Could you copy the listing below word for word, from start to finish, but leave the picture out?

===============

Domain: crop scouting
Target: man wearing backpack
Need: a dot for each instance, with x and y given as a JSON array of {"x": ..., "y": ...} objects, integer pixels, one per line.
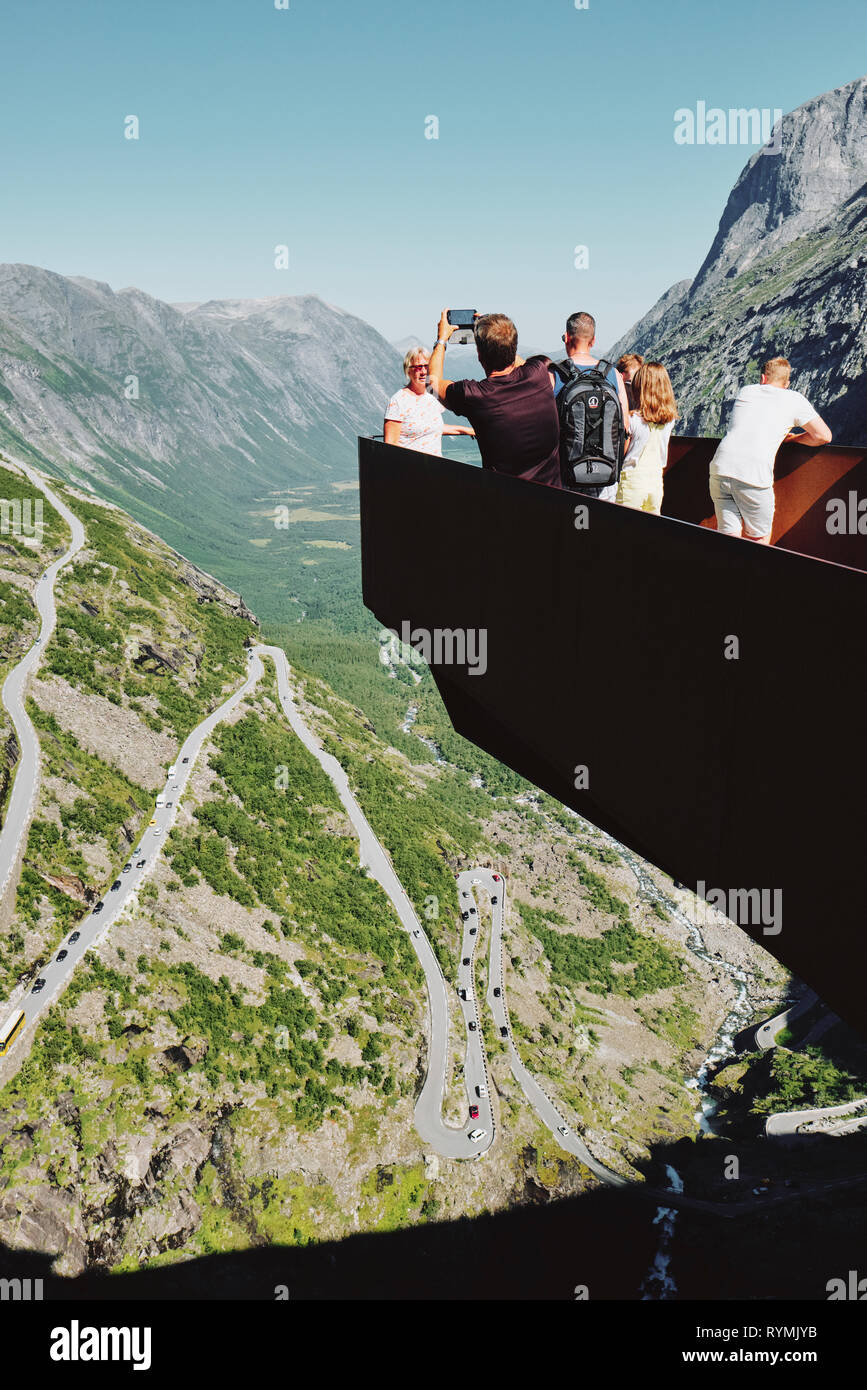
[{"x": 593, "y": 413}]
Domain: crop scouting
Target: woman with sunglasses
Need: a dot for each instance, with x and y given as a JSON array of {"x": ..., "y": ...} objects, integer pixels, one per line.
[{"x": 413, "y": 416}]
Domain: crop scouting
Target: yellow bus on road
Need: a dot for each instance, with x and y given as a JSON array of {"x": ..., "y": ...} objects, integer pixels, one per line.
[{"x": 11, "y": 1029}]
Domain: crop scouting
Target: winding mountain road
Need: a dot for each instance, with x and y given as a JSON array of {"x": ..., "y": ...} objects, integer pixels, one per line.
[
  {"x": 27, "y": 774},
  {"x": 445, "y": 1139},
  {"x": 95, "y": 926}
]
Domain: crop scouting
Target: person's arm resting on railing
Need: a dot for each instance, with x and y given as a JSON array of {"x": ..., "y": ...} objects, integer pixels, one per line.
[{"x": 814, "y": 432}]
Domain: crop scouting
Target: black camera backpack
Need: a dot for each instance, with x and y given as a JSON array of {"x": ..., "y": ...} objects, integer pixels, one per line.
[{"x": 591, "y": 427}]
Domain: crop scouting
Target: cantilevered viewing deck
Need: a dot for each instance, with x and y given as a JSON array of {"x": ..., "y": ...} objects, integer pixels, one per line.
[{"x": 695, "y": 695}]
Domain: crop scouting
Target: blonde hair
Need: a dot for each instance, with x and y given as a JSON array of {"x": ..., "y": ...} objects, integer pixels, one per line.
[
  {"x": 653, "y": 394},
  {"x": 630, "y": 362},
  {"x": 410, "y": 356},
  {"x": 777, "y": 369}
]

===============

**EXERCISE OUTPUT**:
Domain: crop scouting
Target: man wearing backpack
Need: a dot for each instance, with x and y given as a JSON array of {"x": ..., "y": ...} objects, integer pixels, one per line.
[{"x": 593, "y": 413}]
Domain: crop scouting
Target: woman with sunglasses
Need: a dot for each instance, with x and y given as a JSON array of {"x": ..., "y": ...} objects, integer pixels, one per line.
[{"x": 413, "y": 416}]
Domain: crop scouting
Target: yellow bus on road
Need: a dot for each instance, with x and y given as a JSON array of {"x": ..., "y": ...} objects, integer pixels, one per line.
[{"x": 11, "y": 1029}]
Domain: crop scouting
Target: winding mountain road
Need: a dot for each instance, with x and y given as a JSON array of {"x": ..., "y": ...} objects, integer pixels, one per line.
[
  {"x": 27, "y": 774},
  {"x": 445, "y": 1139},
  {"x": 95, "y": 926}
]
Domain: crop scouting
Target: person's arm resting on railing
Need: a dot for each instance, with x and y given as a JSON array of {"x": ..., "y": ...} objects, integer pixels, one per line.
[{"x": 814, "y": 432}]
Domain: crop scouting
Target: black camera backpack
Need: a dot for each instance, with x and y given as a JSON array of {"x": ..., "y": ...} objects, integer pixels, one per line.
[{"x": 591, "y": 427}]
Domain: crop scouting
Target: cantilevered viewing deck
Need: a dot for each instance, with x and y given as a JSON array of {"x": ..., "y": ...} objects, integer pixels, one per line.
[{"x": 695, "y": 695}]
Domain: crop scouting
Target: blonde hair
Need: a dot for each instance, with x and y given as a JSON array of {"x": ..., "y": ...} objects, integer pixels, one per line.
[
  {"x": 653, "y": 394},
  {"x": 630, "y": 362},
  {"x": 410, "y": 356},
  {"x": 777, "y": 369}
]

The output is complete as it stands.